Stored dataset items
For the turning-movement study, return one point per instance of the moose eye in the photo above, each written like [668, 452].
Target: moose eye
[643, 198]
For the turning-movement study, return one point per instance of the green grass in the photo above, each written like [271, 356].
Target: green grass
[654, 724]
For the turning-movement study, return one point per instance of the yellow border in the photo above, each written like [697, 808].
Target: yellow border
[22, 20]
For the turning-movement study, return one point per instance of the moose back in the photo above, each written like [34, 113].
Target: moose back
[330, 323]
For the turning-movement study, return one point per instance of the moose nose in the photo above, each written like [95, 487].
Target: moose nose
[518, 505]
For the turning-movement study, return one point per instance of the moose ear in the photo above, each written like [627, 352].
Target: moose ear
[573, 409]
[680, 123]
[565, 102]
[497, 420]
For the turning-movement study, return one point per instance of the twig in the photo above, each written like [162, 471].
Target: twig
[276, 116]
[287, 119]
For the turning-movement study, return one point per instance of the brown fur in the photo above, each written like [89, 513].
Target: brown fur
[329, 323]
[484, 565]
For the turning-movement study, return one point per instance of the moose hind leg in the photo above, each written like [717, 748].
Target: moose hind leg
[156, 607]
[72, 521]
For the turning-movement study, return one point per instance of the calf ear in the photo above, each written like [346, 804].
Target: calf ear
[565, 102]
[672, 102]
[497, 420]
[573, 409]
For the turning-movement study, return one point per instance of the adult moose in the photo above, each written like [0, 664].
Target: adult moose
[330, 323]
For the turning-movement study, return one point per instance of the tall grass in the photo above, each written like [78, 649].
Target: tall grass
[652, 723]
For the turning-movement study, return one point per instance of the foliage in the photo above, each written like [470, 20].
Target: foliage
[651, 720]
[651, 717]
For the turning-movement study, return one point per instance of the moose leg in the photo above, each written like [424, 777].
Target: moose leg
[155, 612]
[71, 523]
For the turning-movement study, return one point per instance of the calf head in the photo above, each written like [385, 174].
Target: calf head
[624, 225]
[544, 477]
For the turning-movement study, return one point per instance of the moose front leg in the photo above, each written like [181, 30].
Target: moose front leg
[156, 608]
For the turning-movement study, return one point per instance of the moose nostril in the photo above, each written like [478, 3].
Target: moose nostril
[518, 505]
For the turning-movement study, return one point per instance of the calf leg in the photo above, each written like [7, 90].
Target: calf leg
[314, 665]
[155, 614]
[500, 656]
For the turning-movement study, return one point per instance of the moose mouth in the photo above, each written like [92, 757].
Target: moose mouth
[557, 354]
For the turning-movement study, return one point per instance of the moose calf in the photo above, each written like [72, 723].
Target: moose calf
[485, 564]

ACTIVITY = Output all of the entries without altering a single word.

REPLY TO THE EXERCISE =
For the turning-movement study, return one point per instance of the moose eye in the photo above, each written like [668, 452].
Target: moose eye
[643, 198]
For the turning-movement study, return one point per instance of the green grass in the photo above, each written like [271, 356].
Target: green grass
[654, 724]
For the turning-movement study, return one point per instance of the yellow border in the photo above, each written like [697, 808].
Target: yellow border
[22, 20]
For the turning-movement study, return one point per instance of the moose back in the photo above, each written like [34, 113].
Target: moose back
[330, 323]
For the turning-movement study, return one point per instance of the moose nose in the photo above, each written like [95, 487].
Target: moose nose
[518, 505]
For the turning-movement study, return one point per instance of the moose ear in the photo above, each written like [627, 352].
Target: moose ear
[573, 409]
[680, 123]
[565, 102]
[497, 420]
For the turning-movement study, return one point per instance of the twig in the photo above, each written like [162, 471].
Target: twig
[276, 116]
[287, 119]
For the turning-movement study, return one point per instance of the brown fur in the photo above, each written like [89, 513].
Target: brown fur
[329, 323]
[484, 565]
For the turning-movement study, return one point per instance of the moose hind leg in the photo above, each written like [717, 748].
Target: moose hind leg
[156, 607]
[72, 521]
For the turning-movement study, return one point per instance of the calf ear in the photo above, each written like [346, 804].
Target: calf ear
[565, 102]
[672, 102]
[497, 420]
[573, 409]
For the turning-movement study, return one point per instance of the adult moose in the photo above, each written like [0, 664].
Target: adult moose
[330, 323]
For the turning-movement study, return one point per instance of the tall grass in the photo above, each written like [78, 649].
Target: tall grass
[652, 723]
For the turning-movement study, return one point per instance of the foliage in the photo above, each written like [470, 20].
Target: foliage
[651, 720]
[651, 717]
For the turning-movement study, return one point per instance of the moose leg in the photo above, each written like [424, 777].
Target: moose leg
[155, 612]
[71, 523]
For the turning-movement study, return one point per instance of the calf head in the photo above, each written like [385, 174].
Target: calf head
[624, 225]
[544, 477]
For the turning-movement study, return one point per instance of the moose front leg in the photo above, each written like [181, 30].
Target: moose front leg
[156, 608]
For the turning-movement study, return one point per instance of the moose nostril in the photo above, each written like [478, 3].
Target: moose nostril
[518, 505]
For the turning-movement study, return one point per instance of the calf leg in the photo above, each written like [7, 90].
Target: calf leg
[314, 665]
[155, 614]
[500, 656]
For the turning-movement study, return one point per instance of the moose mouth in the photo above, each written like [92, 757].
Target: moose mouth
[557, 354]
For the turning-movement study, return one point per instance of the moose calf in the photo above, each written like [72, 723].
Target: moose calf
[485, 564]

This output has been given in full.